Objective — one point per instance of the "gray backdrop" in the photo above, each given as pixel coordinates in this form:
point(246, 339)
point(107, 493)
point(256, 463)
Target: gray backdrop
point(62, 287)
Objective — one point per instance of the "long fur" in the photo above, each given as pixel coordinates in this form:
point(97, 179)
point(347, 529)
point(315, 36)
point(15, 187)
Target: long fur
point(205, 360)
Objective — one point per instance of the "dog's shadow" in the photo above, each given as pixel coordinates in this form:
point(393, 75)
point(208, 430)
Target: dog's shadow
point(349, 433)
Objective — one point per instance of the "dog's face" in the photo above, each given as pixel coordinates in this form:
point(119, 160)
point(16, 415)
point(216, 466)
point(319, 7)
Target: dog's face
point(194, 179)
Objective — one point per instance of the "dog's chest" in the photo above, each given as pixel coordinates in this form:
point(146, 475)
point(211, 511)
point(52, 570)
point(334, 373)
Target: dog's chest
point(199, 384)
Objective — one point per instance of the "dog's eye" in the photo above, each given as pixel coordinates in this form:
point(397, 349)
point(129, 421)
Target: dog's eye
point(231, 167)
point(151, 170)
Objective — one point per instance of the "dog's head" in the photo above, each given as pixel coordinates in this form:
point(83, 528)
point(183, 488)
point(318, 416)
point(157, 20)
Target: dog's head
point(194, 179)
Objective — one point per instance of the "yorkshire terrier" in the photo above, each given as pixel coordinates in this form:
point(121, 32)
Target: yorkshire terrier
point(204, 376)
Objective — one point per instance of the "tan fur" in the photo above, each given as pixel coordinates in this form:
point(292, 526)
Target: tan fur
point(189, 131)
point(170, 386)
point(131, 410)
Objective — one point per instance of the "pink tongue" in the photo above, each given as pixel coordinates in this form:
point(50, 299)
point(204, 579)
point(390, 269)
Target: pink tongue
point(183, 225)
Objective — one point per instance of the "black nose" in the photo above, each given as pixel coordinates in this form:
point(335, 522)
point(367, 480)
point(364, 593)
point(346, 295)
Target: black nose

- _Goal of the exercise_:
How many of the lines in the listing above hold the word "nose"? Report only that figure.

- _Response_:
2